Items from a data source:
══════════

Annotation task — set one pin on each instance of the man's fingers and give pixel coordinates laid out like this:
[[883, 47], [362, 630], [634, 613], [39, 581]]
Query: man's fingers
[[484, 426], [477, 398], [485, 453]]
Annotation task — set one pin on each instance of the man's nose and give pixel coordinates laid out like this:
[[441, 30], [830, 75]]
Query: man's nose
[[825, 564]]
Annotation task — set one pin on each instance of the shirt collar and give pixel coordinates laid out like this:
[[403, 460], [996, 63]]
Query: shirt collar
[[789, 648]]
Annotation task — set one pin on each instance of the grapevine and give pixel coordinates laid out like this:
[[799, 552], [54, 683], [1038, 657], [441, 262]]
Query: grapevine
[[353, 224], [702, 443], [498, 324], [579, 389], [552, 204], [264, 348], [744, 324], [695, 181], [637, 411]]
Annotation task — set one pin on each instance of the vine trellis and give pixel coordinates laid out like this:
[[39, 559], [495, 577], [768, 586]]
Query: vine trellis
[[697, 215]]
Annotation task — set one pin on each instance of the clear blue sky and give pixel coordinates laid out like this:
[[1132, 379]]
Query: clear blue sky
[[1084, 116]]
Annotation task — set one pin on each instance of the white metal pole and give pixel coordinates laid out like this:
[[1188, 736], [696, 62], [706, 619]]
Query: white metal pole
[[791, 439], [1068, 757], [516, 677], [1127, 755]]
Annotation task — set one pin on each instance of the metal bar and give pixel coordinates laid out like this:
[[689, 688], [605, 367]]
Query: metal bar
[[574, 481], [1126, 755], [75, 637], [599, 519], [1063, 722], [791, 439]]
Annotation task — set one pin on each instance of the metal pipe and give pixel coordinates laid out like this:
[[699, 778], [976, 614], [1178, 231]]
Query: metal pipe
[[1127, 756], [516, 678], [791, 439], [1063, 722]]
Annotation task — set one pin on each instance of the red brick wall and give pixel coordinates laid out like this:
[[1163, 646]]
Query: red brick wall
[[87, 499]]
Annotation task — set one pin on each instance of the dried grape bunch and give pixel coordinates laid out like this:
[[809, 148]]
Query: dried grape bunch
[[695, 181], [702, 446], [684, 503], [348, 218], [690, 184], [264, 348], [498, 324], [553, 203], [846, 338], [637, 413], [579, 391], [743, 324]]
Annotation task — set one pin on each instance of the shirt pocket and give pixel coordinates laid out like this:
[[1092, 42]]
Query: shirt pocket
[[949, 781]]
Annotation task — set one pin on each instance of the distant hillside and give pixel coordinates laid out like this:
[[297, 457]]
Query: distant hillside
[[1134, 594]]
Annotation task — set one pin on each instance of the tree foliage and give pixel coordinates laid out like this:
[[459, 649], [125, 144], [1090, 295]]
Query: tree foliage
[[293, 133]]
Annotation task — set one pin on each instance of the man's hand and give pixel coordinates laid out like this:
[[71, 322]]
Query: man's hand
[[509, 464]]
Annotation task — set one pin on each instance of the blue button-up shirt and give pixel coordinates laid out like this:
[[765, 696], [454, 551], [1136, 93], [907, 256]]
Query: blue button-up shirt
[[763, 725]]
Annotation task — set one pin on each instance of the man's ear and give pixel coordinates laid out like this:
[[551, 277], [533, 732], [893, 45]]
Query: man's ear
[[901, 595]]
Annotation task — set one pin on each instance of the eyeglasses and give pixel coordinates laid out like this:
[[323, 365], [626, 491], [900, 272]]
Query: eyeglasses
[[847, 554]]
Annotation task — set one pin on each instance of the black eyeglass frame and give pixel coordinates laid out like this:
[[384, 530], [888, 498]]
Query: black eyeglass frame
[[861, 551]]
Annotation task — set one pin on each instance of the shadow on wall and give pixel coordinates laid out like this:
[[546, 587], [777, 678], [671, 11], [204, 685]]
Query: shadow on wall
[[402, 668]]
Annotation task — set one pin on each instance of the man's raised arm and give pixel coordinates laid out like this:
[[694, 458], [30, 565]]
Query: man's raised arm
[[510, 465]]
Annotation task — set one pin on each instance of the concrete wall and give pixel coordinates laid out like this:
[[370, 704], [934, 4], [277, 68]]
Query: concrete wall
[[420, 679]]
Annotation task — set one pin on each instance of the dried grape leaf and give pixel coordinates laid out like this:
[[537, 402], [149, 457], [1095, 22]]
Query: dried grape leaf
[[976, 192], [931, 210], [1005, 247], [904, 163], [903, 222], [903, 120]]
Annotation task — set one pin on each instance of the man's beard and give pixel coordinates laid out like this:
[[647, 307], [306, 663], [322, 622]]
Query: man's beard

══════════

» **Exercise**: Would you copy out every line in the records that includes the string "beard"?

» **The answer**:
Annotation task — set one pin on each instance of the man's beard and give pixel coordinates laid out like this:
Query: man's beard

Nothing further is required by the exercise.